Copy every one of the following items line for line, keeping each word and number unchanged.

Items from a data source:
==*==

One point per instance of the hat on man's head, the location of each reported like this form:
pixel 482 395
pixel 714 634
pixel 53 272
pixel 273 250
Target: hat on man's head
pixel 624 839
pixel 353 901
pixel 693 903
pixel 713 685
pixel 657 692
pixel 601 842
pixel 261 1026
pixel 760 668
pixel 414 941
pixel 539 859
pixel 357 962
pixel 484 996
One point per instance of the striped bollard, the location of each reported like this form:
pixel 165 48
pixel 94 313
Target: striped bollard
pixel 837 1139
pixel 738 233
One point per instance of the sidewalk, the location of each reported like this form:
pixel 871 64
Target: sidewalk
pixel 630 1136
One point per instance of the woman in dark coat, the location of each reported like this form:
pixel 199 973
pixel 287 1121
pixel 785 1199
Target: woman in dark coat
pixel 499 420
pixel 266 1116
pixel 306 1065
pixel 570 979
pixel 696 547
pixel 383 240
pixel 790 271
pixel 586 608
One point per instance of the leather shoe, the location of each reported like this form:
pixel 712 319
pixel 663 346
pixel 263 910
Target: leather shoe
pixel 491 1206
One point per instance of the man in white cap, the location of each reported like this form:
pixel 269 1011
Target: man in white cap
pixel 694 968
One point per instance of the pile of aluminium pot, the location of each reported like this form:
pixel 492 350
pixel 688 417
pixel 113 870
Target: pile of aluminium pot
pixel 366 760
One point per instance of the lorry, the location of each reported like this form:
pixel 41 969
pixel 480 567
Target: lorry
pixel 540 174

==*==

Solution to this exercise
One point per instance of the hat on man's head, the location of each reported like this form:
pixel 482 395
pixel 714 634
pixel 53 272
pixel 273 250
Target: hat on man's head
pixel 624 839
pixel 353 901
pixel 693 903
pixel 713 685
pixel 657 692
pixel 601 842
pixel 261 1026
pixel 760 668
pixel 414 941
pixel 539 859
pixel 357 962
pixel 484 996
One point per instance of the striped bollard, the location of each reported like this form:
pixel 165 48
pixel 94 313
Target: striped bollard
pixel 837 1139
pixel 738 233
One point per instance of the sidewalk, the location of each reported like this form:
pixel 871 64
Target: sidewalk
pixel 630 1136
One point per instance of the woman in dark coat, the location of each reported like this form:
pixel 199 973
pixel 287 1121
pixel 785 1199
Target: woman in dark coat
pixel 499 420
pixel 266 1116
pixel 306 1065
pixel 570 979
pixel 696 547
pixel 383 240
pixel 790 271
pixel 586 608
One point per instance of the leather shoe, the location of each reported like this form:
pixel 712 319
pixel 663 346
pixel 263 910
Target: leather shoe
pixel 491 1206
One point per instance of the man in white cap, the location of each reported like this form:
pixel 269 1011
Target: man in white cap
pixel 694 968
One point per instance of the pile of aluminium pot, the location of each reported like this form:
pixel 492 350
pixel 688 417
pixel 113 870
Target: pile of aluminium pot
pixel 366 760
One point per instance of the lorry, the location of each reported like this form:
pixel 41 969
pixel 480 567
Target: lorry
pixel 540 174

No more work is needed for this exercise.